▸ Your goal
Print all the data, keeping every line exactly as it is.
----
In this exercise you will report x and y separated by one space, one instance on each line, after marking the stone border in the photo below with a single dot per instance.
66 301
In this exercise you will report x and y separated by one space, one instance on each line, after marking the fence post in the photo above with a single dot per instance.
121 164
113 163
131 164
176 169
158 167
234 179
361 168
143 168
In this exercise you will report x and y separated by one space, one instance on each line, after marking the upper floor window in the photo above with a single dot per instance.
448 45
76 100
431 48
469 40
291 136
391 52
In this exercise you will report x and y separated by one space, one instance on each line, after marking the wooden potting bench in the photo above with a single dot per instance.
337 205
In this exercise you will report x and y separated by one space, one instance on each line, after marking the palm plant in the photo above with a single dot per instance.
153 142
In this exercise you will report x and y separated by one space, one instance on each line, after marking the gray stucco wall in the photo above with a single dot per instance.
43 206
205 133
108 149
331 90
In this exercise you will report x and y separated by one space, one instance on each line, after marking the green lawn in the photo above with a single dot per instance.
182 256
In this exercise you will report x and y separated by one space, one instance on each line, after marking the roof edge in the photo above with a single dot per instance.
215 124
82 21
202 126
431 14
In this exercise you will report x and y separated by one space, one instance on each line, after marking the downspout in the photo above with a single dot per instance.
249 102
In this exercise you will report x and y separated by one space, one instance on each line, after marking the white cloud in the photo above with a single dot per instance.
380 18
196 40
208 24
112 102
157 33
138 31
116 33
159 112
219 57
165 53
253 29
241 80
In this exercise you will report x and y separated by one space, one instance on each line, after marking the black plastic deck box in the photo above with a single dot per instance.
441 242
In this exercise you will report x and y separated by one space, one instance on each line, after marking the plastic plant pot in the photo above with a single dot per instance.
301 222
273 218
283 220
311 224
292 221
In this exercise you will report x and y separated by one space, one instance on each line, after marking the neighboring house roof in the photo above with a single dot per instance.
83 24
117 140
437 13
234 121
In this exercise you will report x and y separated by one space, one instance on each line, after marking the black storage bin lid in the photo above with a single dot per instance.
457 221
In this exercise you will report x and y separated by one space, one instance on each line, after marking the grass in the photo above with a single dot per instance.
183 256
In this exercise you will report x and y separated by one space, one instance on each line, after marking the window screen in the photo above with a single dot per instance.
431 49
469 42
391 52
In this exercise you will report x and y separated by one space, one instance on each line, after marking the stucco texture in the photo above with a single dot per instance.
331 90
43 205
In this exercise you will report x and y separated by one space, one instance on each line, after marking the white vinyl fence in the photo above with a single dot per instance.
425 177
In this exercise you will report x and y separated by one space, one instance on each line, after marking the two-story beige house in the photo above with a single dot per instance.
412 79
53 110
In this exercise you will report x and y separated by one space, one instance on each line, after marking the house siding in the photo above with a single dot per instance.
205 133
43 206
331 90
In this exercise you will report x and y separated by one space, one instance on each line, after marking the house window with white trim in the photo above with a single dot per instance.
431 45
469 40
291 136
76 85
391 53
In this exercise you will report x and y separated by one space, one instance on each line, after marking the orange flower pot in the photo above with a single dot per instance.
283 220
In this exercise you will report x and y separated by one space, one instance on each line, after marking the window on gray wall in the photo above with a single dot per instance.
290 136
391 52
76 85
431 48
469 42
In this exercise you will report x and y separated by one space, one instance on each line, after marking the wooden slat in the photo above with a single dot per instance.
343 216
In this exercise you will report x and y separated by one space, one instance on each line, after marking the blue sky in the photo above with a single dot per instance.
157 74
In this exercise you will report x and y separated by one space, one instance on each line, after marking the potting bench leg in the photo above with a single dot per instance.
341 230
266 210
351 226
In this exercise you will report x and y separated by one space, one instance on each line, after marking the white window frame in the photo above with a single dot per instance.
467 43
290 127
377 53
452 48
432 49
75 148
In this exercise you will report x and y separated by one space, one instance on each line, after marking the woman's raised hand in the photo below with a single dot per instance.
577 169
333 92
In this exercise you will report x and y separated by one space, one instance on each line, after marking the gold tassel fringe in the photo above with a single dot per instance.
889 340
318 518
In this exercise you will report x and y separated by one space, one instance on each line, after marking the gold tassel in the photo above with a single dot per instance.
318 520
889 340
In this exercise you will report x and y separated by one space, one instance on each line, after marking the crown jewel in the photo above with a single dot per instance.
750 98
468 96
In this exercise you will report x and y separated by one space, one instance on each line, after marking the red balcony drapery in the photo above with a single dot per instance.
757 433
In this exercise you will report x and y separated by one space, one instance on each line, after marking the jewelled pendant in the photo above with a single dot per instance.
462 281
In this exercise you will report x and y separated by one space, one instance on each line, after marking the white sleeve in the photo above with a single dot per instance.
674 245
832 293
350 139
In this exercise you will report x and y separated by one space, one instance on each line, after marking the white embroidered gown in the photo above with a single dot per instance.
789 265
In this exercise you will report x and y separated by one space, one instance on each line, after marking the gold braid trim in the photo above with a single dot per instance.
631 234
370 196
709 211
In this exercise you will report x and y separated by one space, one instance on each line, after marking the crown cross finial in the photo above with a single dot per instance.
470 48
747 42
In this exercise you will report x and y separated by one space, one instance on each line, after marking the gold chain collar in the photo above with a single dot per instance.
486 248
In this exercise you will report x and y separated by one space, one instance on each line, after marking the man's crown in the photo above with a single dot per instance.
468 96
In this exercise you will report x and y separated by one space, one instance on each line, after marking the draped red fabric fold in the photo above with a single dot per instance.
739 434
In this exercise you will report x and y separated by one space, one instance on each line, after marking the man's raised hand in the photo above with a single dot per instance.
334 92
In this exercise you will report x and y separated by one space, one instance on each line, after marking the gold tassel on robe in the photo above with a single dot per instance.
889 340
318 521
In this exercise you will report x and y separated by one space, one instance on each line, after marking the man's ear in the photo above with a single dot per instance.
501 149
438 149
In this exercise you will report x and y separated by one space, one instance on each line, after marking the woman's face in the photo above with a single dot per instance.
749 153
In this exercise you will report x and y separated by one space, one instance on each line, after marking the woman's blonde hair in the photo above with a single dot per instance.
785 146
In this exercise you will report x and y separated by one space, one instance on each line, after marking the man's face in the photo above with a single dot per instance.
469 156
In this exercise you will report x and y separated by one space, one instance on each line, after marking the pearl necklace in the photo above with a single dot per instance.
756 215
----
▸ Right answer
In this exercise you will report x and y separated by one space, one instance on each line, after marking the stone border in the photo below with a single dot per instance.
66 301
In this exercise you will report x and y separated by one space, one instance on each line, after marking the fence post in the photo above with a single dot per instance.
121 164
113 163
131 164
176 169
158 167
234 179
361 168
143 168
In this exercise you will report x and y separated by one space, one instance on each line, after marking the upper floor window in the photo above with a single dot per instance.
448 45
76 100
431 48
469 40
291 136
391 52
In this exercise you will report x and y separated by one space, one instance on each line, after marking the wooden potting bench in the photo above with a single dot per instance.
337 205
In this exercise you will report x and y separated by one space, one instance on each line, after marking the palm plant in the photo above with a single dot per instance.
153 142
In this exercise you will report x and y separated by one space, one instance on each line, after marking the gray stucco wall in the photo above with a single dot per instance.
43 206
205 133
108 149
331 90
In this exercise you will report x and y separated by one space, one instance on each line, after marking the green lawn in the photo above with a single dot per instance.
182 256
In this exercise you will report x and y separated by one space, one instance on each line, after marking the roof edge in the photo above with a single dot per instance.
215 124
82 21
202 126
431 14
In this exercise you will report x and y separated by one space, one instance on each line, after marking the downspout in the photo above with a single dot per instance.
249 102
In this exercise you will report x and y separated by one space, one instance on each line, after marking the white cloud in the photo above with a single dot per instance.
380 18
196 40
208 24
112 102
157 33
138 31
116 33
159 112
219 57
165 53
253 29
241 80
In this exercise you will report x and y separated by one space, one instance on each line, after marking the black plastic deck box in the photo above with a single dot per instance.
441 242
In this exercise you will report x and y separated by one space, one instance on each line, after marking the plastic plant pot in the photo above with a single dot per instance.
301 222
273 218
283 220
311 224
292 221
In this exercise you will report x and y separated by one space, one instance on each line, after marking the neighboring house roof in the photo above with a single dot per instance.
83 24
117 140
437 13
234 121
In this exercise you will report x and y separated by one space, one instance on each line, after marking the black storage bin lid in the photo above with a single dot per instance.
457 221
In this exercise you will report x and y separated by one space, one instance on each line, after marking the grass in the photo above with a single dot per instance.
183 256
In this exercise you will report x and y separated by one space, one instance on each line, after marking the window screen in the photo above with a single dot per instance.
431 49
469 42
391 52
In this exercise you will report x and y separated by one space, one instance on each line, after marking the stucco texture in the photo above with a single dot per instance.
331 90
43 205
In this exercise you will report x and y separated by one space, one instance on each line, after marking the white vinyl fence in the photo above with a single dot per instance.
425 177
In this exercise you will report x and y separated by one space, one instance on each line, after marking the two-story beige house in the photo above with a single dot per instance.
412 79
53 110
In this exercise you will report x and y separated by one space, one instance on each line, after marking the house siding in the photo above with a single dot per instance.
205 133
43 206
331 90
In this exercise you will report x and y separated by one space, one instance on each line, after marking the house window with white trim in the photo above with a single dot per instance.
431 45
469 40
291 136
76 85
391 53
In this exercise you will report x and y separated by one space, one instance on each line, after marking the orange flower pot in the photo above with a single dot per instance.
283 220
In this exercise you will report x and y separated by one space, one instance on each line, after marking the window on gray wall in the photo above with a single dot per instance.
290 136
391 52
76 85
431 48
469 42
In this exercise you will report x and y separated by one space, one instance on each line, after marking the wooden slat in the photo above with a single dot per instance.
343 216
In this exercise you will report x and y separated by one space, one instance on each line, after marking the blue sky in the photo above with a single dot per instance.
157 74
In this exercise you will report x and y separated by one space, one instance on each line, after marking the potting bench leg in the photo above with a single dot per instance.
341 230
266 210
351 226
In this exercise you will report x and y separated by one space, one instance on each line, after marking the white window frame in the photo above with a single dot per instance.
467 43
290 127
377 53
452 48
432 49
75 148
In this exercise you will report x and y separated by one space, one instance on each line, after marking the woman's raised hand in the photo below with a single dot per instance.
577 169
333 92
In this exercise you will report x and y separated by one space, one instance on each line, after marking the gold tassel fringe in the photo above with a single dot per instance.
889 340
318 518
In this exercise you will report x and y separated by one space, one instance on each line, after marking the gold tassel in the photo above with a single dot per instance.
318 520
889 340
In this exercise you will report x and y separated by one space, one instance on each line, after marking the crown jewel in the photo above with a single dot per instance.
750 98
468 96
In this exercise you will report x and y separated by one space, one instance on each line, after marking the red balcony drapery in the photo above with a single dot per instance.
757 433
In this exercise you will report x and y separated by one space, one instance on each line, after marking the jewelled pendant in the photo above with a single dot per instance.
462 281
In this exercise you will report x and y separated by one space, one instance on each line, after marking the white sleeve in the photo above with a single dot per instance.
674 245
832 293
350 139
In this exercise you will report x and y separated by one space, one instance on each line, after marking the white embroidered gown in the photo above with a single dot per instance.
789 265
In this exercise you will report x and y separated by one space, one instance on each line, after marking the gold braid trim in the photo above with a single dot per instance.
631 234
370 196
709 211
In this exercise you will report x and y separated by one space, one instance on each line, after marking the crown cross finial in the photo above with a single dot per instance.
470 48
747 42
In this exercise you will report x and y separated by one space, one instance on each line, after marking the gold chain collar in the photo above with a single dot per instance.
486 248
In this exercise you will report x and y separated by one space, one instance on each line, after marking the man's crown in the photo above with a single dot per instance.
468 96
In this exercise you will report x and y separated by one space, one instance on each line, after marking the draped red fabric fold in the photo above with a single dot per instance.
739 434
In this exercise you will report x and y separated by one space, one instance on each line, after marking the man's raised hand in the photo above with a single dot per instance.
334 92
In this exercise you will report x and y separated by one space, one instance on each line, after marking the gold tassel on robe in the photo above with a single dot per instance.
889 340
318 521
In this exercise you will report x and y separated by one space, one instance on each line, after marking the man's ear in the photo above with a single dot per instance.
501 149
438 149
In this exercise you will report x and y separated by one space, one instance on each line, after marking the woman's face in the photo above with a single dot per instance.
749 153
In this exercise you will report x and y separated by one space, one instance on each line, after marking the woman's blonde hair in the photo above with a single dot per instance.
785 146
In this exercise you will report x and y separated by one space, one instance on each line, after marking the man's face in the photo above with a single dot per instance.
469 156
In this exercise you will report x and y separated by one space, one instance on each line, after marking the pearl necklace in the photo above with a single dot per instance.
756 215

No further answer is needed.